*WHAT IS EXPECTED*.
Copy out every one of the rows below verbatim, with no changes.

*MATERIAL FOR THE TASK*.
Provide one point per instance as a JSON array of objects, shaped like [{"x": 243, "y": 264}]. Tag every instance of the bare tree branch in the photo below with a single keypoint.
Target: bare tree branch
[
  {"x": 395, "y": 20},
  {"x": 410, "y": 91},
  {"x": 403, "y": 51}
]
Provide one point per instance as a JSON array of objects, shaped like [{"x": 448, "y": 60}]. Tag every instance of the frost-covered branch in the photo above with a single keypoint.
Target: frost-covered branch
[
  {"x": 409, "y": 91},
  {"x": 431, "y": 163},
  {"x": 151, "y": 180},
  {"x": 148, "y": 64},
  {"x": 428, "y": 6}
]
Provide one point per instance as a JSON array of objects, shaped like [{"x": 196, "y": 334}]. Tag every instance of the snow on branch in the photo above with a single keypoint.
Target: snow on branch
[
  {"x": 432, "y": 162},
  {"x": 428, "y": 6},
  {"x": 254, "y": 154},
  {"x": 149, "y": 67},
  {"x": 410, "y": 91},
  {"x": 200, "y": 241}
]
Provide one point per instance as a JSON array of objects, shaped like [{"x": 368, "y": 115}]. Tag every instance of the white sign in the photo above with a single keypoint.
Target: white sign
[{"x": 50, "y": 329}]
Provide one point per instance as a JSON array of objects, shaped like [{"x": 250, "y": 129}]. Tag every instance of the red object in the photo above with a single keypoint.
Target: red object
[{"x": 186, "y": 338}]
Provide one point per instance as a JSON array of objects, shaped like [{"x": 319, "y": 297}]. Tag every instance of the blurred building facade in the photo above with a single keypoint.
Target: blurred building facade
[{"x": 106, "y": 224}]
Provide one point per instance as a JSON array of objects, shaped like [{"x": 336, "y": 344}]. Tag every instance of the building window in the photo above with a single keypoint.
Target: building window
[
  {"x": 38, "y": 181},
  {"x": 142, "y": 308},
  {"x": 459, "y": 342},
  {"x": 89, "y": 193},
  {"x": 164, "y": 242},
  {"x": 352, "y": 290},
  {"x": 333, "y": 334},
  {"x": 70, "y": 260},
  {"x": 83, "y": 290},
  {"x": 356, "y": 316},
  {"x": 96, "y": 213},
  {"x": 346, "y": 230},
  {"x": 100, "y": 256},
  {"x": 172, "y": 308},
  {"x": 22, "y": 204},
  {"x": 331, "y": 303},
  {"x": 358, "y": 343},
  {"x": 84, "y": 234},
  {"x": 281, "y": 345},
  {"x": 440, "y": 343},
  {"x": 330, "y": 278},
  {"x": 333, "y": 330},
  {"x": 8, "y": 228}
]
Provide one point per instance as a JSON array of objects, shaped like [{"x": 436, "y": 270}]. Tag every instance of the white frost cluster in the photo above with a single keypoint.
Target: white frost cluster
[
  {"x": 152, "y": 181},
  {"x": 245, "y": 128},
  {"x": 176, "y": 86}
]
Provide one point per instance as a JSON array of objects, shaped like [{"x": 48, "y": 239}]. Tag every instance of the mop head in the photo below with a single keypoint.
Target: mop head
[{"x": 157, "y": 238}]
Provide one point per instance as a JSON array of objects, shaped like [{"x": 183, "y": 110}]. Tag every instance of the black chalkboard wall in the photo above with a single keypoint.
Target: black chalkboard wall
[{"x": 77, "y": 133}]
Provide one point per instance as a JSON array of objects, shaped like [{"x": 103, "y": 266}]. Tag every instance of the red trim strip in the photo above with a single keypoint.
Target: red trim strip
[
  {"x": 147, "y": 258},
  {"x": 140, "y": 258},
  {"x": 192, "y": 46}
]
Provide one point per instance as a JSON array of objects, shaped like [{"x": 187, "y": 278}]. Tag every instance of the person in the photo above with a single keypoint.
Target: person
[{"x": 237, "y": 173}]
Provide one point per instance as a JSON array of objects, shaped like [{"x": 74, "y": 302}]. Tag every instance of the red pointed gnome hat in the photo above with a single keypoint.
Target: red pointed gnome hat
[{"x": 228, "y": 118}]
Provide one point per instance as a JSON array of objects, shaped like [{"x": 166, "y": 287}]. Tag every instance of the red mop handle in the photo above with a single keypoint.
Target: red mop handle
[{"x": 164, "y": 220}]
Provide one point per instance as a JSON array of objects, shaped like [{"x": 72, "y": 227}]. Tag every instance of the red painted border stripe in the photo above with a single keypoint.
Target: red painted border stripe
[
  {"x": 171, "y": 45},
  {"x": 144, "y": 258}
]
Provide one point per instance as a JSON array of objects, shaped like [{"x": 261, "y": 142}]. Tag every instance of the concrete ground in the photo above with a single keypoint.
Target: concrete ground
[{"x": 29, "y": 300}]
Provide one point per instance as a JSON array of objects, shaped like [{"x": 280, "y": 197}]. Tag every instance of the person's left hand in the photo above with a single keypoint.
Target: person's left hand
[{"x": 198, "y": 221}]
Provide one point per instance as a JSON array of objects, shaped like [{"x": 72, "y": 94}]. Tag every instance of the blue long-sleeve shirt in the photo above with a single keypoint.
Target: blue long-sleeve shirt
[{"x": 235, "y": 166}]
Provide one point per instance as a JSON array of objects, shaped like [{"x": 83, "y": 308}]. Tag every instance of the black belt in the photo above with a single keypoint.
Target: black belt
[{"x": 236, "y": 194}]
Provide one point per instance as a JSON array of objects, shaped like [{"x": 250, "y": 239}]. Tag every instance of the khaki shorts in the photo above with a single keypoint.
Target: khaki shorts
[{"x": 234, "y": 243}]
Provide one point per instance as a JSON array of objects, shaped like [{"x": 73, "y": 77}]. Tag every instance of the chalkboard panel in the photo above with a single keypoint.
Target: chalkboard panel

*SOLUTION TO THE EXERCISE*.
Provide one point per instance as a JSON array of objects, shaped like [{"x": 243, "y": 264}]. Tag every instance of the bare tree branch in the photo below with a single keypoint.
Target: bare tree branch
[
  {"x": 395, "y": 20},
  {"x": 410, "y": 91},
  {"x": 403, "y": 51}
]
Provide one point per instance as a JSON array of objects, shaped like [{"x": 448, "y": 60}]. Tag every instance of the frost-covered branch in the photo above with a single keypoint.
Target: frost-covered branch
[
  {"x": 409, "y": 91},
  {"x": 431, "y": 163},
  {"x": 151, "y": 180},
  {"x": 148, "y": 64},
  {"x": 428, "y": 6}
]
Provide one point per instance as a JSON array of objects, shaped like [{"x": 196, "y": 334}]. Tag every instance of the snow on branch in the photo above with a single keypoint.
Target: snow on branch
[
  {"x": 432, "y": 162},
  {"x": 428, "y": 6},
  {"x": 254, "y": 154},
  {"x": 149, "y": 67},
  {"x": 410, "y": 91},
  {"x": 200, "y": 241}
]
Provide one point per instance as a JSON array of objects, shaped like [{"x": 368, "y": 115}]. Tag every instance of the white sign in the photo above with a single keypoint.
Target: white sign
[{"x": 50, "y": 329}]
Provide one point per instance as a JSON array of objects, shaped like [{"x": 250, "y": 129}]. Tag every instance of the red object in the photo above with a single keypoint.
Target: red object
[{"x": 186, "y": 338}]
Provide one point per instance as a JSON array of objects, shaped like [{"x": 319, "y": 297}]. Tag every instance of the blurred building facade in the photo above with a single keypoint.
Target: blurred building facade
[{"x": 106, "y": 224}]
Provide one point per instance as a JSON array of objects, shaped like [{"x": 336, "y": 344}]. Tag every instance of the building window in the photo above with a single keypoint.
Target: building window
[
  {"x": 38, "y": 181},
  {"x": 142, "y": 308},
  {"x": 459, "y": 342},
  {"x": 89, "y": 193},
  {"x": 164, "y": 242},
  {"x": 352, "y": 290},
  {"x": 333, "y": 334},
  {"x": 70, "y": 260},
  {"x": 83, "y": 290},
  {"x": 356, "y": 316},
  {"x": 96, "y": 213},
  {"x": 346, "y": 230},
  {"x": 100, "y": 256},
  {"x": 172, "y": 308},
  {"x": 22, "y": 204},
  {"x": 331, "y": 303},
  {"x": 358, "y": 343},
  {"x": 84, "y": 234},
  {"x": 281, "y": 345},
  {"x": 440, "y": 343},
  {"x": 330, "y": 278},
  {"x": 333, "y": 330},
  {"x": 8, "y": 228}
]
Provide one point per instance as a JSON array of objects, shaped like [{"x": 436, "y": 270}]. Tag every instance of the white frost cluster in the photo above with a single keypoint.
Target: white frost cluster
[
  {"x": 152, "y": 181},
  {"x": 245, "y": 128},
  {"x": 176, "y": 86}
]
Provide one point per instance as a JSON array of objects, shaped like [{"x": 48, "y": 239}]. Tag every instance of the mop head in the photo below with a single keypoint.
Target: mop head
[{"x": 157, "y": 238}]
Provide one point per instance as a JSON array of objects, shaped like [{"x": 183, "y": 110}]. Tag every instance of the black chalkboard wall in the photo above with a single keypoint.
Target: black chalkboard wall
[{"x": 77, "y": 133}]
Provide one point per instance as a JSON array of objects, shaped like [{"x": 103, "y": 266}]. Tag every instance of the red trim strip in the photo above with a single keypoint.
Target: red trim strip
[
  {"x": 147, "y": 258},
  {"x": 140, "y": 258},
  {"x": 192, "y": 46}
]
Provide one point per instance as a JSON array of objects, shaped like [{"x": 187, "y": 278}]. Tag every instance of the person in the photo above with a single keypoint.
Target: person
[{"x": 237, "y": 173}]
Provide one point per instance as a JSON array of objects, shaped like [{"x": 74, "y": 302}]. Tag every instance of the red pointed gnome hat in the photo above with a single keypoint.
Target: red pointed gnome hat
[{"x": 228, "y": 118}]
Provide one point per instance as a JSON array of objects, shaped like [{"x": 166, "y": 287}]. Tag every instance of the red mop handle in the photo above with a single keypoint.
Target: red mop handle
[{"x": 164, "y": 220}]
Provide one point per instance as a JSON array of objects, shaped like [{"x": 72, "y": 227}]. Tag every instance of the red painted border stripe in the photo above with a single keypoint.
Target: red painted border stripe
[
  {"x": 171, "y": 45},
  {"x": 144, "y": 258}
]
Provide one point per instance as a JSON array of objects, shaped like [{"x": 261, "y": 142}]. Tag every instance of the concrete ground in the photo above with a single keypoint.
Target: concrete ground
[{"x": 29, "y": 300}]
Provide one point per instance as a JSON array of objects, shaped like [{"x": 280, "y": 197}]. Tag every instance of the person's left hand in the photo above with a single keypoint.
Target: person's left hand
[{"x": 198, "y": 221}]
Provide one point per instance as a JSON array of objects, shaped like [{"x": 72, "y": 94}]. Tag every instance of the blue long-sleeve shirt in the photo above with a single keypoint.
Target: blue long-sleeve shirt
[{"x": 235, "y": 166}]
Provide one point per instance as a JSON array of objects, shaped like [{"x": 83, "y": 308}]. Tag every instance of the black belt in the photo above with a single keypoint.
Target: black belt
[{"x": 236, "y": 194}]
Provide one point per instance as a JSON array of objects, shaped like [{"x": 250, "y": 239}]. Tag every instance of the khaki shorts in the photo above with a single keypoint.
Target: khaki shorts
[{"x": 234, "y": 243}]
Provide one point per instance as a JSON array of objects, shaped like [{"x": 73, "y": 77}]. Tag every instance of the chalkboard panel in the photo above with a single keypoint.
Target: chalkboard panel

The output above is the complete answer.